[Extracted entries — start]

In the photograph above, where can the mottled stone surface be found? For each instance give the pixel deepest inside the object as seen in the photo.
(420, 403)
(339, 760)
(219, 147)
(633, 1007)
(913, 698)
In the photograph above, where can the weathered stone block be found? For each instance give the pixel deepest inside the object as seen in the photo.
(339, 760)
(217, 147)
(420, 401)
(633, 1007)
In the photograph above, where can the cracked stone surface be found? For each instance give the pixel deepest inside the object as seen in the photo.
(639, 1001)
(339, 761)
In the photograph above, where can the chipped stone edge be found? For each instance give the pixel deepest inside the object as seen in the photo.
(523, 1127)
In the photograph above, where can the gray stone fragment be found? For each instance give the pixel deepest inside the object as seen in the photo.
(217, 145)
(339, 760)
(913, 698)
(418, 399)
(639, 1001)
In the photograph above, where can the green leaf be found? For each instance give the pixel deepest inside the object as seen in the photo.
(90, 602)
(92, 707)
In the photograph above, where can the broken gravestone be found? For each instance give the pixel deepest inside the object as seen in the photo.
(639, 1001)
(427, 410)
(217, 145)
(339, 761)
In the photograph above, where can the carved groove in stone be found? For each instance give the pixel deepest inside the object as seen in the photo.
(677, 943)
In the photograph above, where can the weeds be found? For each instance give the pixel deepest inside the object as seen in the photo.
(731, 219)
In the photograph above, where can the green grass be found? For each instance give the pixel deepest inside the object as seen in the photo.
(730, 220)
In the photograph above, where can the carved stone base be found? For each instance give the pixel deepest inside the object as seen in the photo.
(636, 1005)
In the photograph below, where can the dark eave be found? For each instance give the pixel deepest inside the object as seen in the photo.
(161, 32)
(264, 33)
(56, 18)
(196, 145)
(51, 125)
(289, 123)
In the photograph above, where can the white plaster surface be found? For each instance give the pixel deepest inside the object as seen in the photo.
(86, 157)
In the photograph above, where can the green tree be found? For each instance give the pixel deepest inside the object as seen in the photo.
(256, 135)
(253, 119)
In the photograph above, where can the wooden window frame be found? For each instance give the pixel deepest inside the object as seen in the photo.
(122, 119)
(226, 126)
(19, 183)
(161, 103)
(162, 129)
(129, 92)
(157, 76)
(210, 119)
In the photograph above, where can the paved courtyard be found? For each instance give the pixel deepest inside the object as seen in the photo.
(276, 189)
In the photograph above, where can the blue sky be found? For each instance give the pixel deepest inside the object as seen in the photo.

[Extracted entries — finish]

What the task asks.
Each line from the one containing "In the photograph above, where can the paved" to the final line of the entries above must be returned exactly, and no other line may appear.

Response to this task.
In the photograph above, where can the paved courtyard be found? For each instance give the pixel deepest inside the object as seen in the photo.
(276, 189)
In the photograph above, where can the blue sky be found? For each instance give the pixel deepest inside the object as seen in the photo.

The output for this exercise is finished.